» **TASK DIRECTIONS**
For each line of the data below that holds "instance", copy the line.

» **Records from a data source**
________________________

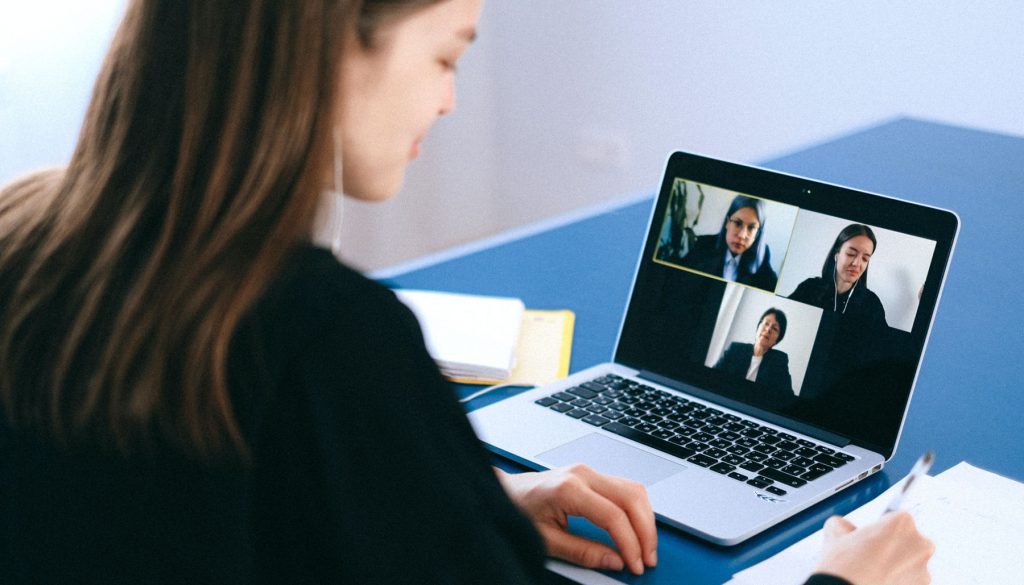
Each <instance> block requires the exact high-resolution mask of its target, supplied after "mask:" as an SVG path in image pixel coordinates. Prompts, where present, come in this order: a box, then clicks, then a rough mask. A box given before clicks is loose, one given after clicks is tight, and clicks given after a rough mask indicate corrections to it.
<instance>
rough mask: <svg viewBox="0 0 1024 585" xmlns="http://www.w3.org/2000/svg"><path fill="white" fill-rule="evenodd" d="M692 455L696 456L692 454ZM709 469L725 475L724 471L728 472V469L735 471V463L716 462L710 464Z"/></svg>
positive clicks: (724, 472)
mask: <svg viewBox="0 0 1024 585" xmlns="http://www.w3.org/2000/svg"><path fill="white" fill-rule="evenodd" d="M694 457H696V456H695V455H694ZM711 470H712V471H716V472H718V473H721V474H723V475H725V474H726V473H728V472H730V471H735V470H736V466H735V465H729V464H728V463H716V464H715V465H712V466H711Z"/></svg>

________________________

» **WRITTEN REPLY**
Each <instance> block requires the exact high-resolution mask of its target, supplied after "mask:" as an SVG path in image pixel coordinates. Prompts, where present, come in this order: a box, then clicks, then a rough mask. A box given before clicks is loose, one given after clicks is tight, and clicks given after a rough mask indicate corrections to it.
<instance>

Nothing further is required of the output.